# John S Monks . Coasters . Liverpool.



## jimtar17 (Mar 3, 2009)

Did anyone sail on Monks coasters out of Birkenhead ?
I did a year on them 1959/60 . amazing variety of cargoes ,mostly filthy dirty loads of coal , steel ,some grain and scrap . The ships with names like Monksville, Rockville, Sprayville were all coal burners,and carried around 500 tons of cargo . And we used to visit some great little ports like Workington ,Ramsey ,Drogheda. 
We were always damp and dirty ,but very happy crews and had a great time.

John Masefield wrote :- 
Dirty British coaster with a salt caked smokestack,
Butting through the Channel in the mad March days,
With a cargo of Tyne coal, Road rails, Pig-lead,
Firewood, iron-ware, and cheap tin trays.

That about sums it up !!
Happy days and good memories from Jim Parker


----------



## scorcher (Jul 2, 2007)

Attached is the fleet list from 1958-9 and a photo from Ian Allans ABC
of that time.


----------



## tom roberts (May 4, 2008)

Sailed on couple of Monks ships in the 50s i.e. Sprayville and Crestville cannot remember if it was the Spraville that previously was the Hazelfield one of Savages the coincidence was that I did my first trip on the Hazelfield April 1954, when I find out where my wife has hidden my discharge book, its her way of bringing me back to reality and stop me dreaming of old times I will check up the dates on these ships, back to parrafine lamps when in port anyone remember?Dirty old ships but God I wish I was still on one. Tom Roberts ex Inde


----------



## Pat Kennedy (Apr 14, 2007)

» Stated exercise a:
Print the entries exactly, starting at the first line of the entries and stopping after the line that contains "373 104 405 244".

» Input:
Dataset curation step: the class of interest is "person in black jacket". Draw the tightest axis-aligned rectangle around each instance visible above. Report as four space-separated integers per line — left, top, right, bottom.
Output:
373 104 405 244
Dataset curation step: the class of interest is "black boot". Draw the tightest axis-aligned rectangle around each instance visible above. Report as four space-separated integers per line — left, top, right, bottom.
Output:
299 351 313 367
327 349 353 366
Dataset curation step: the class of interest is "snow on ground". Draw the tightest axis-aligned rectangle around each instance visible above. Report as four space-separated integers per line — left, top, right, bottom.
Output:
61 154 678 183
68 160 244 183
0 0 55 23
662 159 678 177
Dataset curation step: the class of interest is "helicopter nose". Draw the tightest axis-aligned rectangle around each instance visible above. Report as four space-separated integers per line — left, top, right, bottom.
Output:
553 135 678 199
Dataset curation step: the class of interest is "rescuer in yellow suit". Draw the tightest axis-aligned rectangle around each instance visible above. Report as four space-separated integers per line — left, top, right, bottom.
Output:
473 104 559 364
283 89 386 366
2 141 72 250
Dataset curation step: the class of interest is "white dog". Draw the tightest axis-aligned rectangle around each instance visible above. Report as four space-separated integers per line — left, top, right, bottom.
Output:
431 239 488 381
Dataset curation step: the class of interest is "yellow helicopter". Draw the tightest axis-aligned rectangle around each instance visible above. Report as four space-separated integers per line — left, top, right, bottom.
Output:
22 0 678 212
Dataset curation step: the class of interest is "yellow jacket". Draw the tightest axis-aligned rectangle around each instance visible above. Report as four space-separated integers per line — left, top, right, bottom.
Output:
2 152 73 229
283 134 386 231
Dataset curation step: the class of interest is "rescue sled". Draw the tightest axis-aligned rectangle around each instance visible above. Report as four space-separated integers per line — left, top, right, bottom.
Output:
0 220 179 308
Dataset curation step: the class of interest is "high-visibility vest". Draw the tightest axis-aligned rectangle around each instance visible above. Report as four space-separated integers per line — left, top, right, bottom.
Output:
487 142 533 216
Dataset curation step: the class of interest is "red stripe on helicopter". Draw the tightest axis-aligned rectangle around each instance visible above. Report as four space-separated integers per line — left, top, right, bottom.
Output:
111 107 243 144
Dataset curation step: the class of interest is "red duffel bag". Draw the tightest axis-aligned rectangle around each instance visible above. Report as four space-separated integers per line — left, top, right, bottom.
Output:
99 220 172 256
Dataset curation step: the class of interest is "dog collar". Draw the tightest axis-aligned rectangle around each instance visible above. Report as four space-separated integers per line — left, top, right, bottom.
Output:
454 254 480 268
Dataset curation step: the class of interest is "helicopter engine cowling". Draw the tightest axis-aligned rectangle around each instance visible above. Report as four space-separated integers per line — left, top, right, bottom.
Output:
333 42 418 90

» Stated exercise b:
Give what follows in the forum thread about Monks coasters, picking up after its last line.

» Exercise response a:
Dataset curation step: the class of interest is "person in black jacket". Draw the tightest axis-aligned rectangle around each instance visible above. Report as four space-separated integers per line — left, top, right, bottom.
Output:
373 104 405 244

» Exercise response b:
The pool sent me to one of them, I think it was the Rockville, moored in Queens Dock in the South End. 
The captain had a browse through my discharge book while eating his soup, and managed to spill a spoonful all over it. The brownish splodge is still visible in it.
Anyway, he made some disparaging remark about me being a Blue Funnel man who wouldnt last five minutes on his ship, and I told him to shove his ship, and we parted company.
By way of punishment, the pool then sent me to the Empress of Britain. 
Regards, 
Pat


----------



## Bill Davies (Sep 5, 2007)

Pat,
There was another Coastal Ship operator in Wallasey who ran things from the Bar of The Hotel Vic. Can't think of his name. I believe the 'Lorraine D' was one of his.

Brgds

Bill


----------



## CEYLON220 (Feb 19, 2006)

John Monks coasters were regular visitors to the port of Maryport(***berland, then) during WW2 along with other coal ships that I remember as a boy in the 40s these were ships with the names :"First", "Second" and "Fourth", I believe one of these or one of the Monks ships was attacked by a U-Boat when crossing to Ireland, any one any knowledge of this?
As young boys we were always in the dock area and going aboard these vessels where the crew would send you off ashore with orders to get the fish suppers at the local fish and chip shop and reward you with either sweets or fruit which were on ration in those days, can`t ever remember seeing any port policemen about which was strange in wartime--these ships sported a single barrel gun aft at the stern.


----------



## jimtar17 (Mar 3, 2009)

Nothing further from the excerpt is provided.